[TASK 1]
In the excerpt about DPL Inc., by how much did the company write down its financial assets after taxes?

━━━━━ DOCUMENT TEXT ━━━━━

DPL Inc., the parent of the Dayton Power and Light Co. said it was lowering its earnings estimate for 2002 by nearly 20 cents because of the slow economic recovery, depressed wholesale energy margins and plant maintenance costs. But the company also said that "current economic forecasts and political uncertainty" in Latin America prompted the company to write down its financial assets by $110 million, after taxes, to $1 billion.
DPL's stock plunged 29 percent in the next 10 days to around $19. And analysts started asking questions about the company's investments.
The first in a string of class-action lawsuits was filed July 15 by Cincinnati attorneys Stanley Chesley and James Cummins on behalf of an employee pension fund. That lawsuit, along with nine others that followed, alleged that DPL management misled shareholders about the risky nature of its investment portfolio.
DPL stock continued its fall, to about $15 by the end of July, when the company reported a $71.4 million second-quarter loss. It was the company's first quarterly loss in at least a decade. In a conference call with investors, DPL refused to give more details to analysts about its investments.

━━━━━

[TASK 2]
Reproduce the records from the line containing "Provide the location of each instance of the dense" through the end of the records, inclusive, and leave out all other records. Keep the request lines unchanged. Multiply every point coordinate in the answers by 0.75 and round to whole numbers, with halves rounded up.

━━━━━ RECORD LIST ━━━━━

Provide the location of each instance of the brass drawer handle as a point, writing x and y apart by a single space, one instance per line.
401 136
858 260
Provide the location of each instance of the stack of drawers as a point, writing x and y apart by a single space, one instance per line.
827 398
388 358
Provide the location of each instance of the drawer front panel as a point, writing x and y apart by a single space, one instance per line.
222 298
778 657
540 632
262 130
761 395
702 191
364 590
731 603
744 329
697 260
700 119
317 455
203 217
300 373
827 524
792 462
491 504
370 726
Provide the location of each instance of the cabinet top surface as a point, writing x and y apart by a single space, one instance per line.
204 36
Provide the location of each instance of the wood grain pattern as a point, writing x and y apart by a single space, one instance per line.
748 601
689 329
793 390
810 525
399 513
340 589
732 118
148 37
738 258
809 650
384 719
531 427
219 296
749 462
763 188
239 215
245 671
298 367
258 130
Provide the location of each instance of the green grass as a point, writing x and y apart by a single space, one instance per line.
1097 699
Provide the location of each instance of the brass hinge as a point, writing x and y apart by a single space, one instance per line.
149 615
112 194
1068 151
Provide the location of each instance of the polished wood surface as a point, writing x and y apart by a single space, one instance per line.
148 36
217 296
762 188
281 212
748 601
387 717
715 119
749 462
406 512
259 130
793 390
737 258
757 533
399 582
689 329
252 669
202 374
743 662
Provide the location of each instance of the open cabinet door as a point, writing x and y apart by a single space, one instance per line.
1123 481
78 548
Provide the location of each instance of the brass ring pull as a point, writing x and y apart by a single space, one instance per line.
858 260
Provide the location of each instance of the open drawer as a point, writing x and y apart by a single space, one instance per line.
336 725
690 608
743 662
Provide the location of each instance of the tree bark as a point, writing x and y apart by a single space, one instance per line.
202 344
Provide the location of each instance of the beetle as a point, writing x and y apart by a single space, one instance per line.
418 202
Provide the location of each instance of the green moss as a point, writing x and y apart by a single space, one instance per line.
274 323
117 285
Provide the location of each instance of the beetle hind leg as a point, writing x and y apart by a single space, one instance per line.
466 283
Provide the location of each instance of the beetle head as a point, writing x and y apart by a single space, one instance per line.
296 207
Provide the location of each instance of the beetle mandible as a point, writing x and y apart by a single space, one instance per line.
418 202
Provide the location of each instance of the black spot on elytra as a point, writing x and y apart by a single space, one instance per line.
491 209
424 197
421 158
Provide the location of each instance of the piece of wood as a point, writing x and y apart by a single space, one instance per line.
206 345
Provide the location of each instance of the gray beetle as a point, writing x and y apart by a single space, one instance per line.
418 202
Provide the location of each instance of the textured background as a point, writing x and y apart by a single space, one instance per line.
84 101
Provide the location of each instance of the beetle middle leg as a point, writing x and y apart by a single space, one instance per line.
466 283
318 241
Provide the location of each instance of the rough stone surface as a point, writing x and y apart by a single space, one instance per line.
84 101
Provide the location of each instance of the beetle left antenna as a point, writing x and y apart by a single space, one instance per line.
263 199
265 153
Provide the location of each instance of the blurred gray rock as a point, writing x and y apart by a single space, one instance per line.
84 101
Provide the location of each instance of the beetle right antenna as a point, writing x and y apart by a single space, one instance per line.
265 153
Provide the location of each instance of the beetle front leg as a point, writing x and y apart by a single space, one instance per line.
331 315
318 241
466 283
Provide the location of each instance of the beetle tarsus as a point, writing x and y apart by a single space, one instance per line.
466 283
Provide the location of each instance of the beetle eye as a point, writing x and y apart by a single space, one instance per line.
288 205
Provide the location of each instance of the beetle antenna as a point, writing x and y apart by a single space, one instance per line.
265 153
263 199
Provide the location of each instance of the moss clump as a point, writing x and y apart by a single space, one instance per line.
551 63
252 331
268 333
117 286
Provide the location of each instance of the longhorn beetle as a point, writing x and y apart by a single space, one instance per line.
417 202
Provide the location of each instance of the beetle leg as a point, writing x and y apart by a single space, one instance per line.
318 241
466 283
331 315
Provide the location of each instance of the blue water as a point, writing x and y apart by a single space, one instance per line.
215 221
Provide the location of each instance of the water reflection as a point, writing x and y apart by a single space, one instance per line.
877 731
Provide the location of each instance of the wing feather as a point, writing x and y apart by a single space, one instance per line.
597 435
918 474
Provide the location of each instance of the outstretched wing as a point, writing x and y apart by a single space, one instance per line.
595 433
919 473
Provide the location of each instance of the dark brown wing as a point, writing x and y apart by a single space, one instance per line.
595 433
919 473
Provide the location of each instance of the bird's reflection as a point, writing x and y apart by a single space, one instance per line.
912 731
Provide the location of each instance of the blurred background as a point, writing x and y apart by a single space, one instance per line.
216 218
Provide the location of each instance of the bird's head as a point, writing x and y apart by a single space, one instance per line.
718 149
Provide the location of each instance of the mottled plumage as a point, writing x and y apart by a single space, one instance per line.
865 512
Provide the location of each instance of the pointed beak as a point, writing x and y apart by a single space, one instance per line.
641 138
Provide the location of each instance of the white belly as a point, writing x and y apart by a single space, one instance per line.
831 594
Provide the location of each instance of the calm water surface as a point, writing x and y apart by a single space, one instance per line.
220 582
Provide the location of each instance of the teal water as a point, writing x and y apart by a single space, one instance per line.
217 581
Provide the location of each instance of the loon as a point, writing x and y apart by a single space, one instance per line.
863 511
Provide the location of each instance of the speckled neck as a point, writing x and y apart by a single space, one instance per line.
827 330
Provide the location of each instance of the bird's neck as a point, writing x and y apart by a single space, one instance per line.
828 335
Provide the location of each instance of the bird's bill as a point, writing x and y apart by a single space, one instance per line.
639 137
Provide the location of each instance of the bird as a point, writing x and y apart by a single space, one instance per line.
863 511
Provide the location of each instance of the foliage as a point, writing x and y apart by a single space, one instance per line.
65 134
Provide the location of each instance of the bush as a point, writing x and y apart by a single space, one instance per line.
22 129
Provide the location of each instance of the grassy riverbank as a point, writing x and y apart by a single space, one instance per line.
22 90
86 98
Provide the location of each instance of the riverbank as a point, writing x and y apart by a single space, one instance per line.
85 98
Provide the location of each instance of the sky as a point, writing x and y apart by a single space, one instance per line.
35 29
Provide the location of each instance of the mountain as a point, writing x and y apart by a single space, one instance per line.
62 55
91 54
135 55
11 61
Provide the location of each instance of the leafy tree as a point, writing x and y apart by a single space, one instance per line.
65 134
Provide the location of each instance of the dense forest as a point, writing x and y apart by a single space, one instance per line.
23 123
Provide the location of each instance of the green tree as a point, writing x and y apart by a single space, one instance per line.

━━━━━

[WORKED SOLUTION 1]
By $110 million, to $1 billion.

[WORKED SOLUTION 2]
Provide the location of each instance of the dense forest as a point, writing x and y apart by a single space, one instance per line.
17 92
Provide the location of each instance of the green tree as a point, writing x and y apart by a single space, one instance per line.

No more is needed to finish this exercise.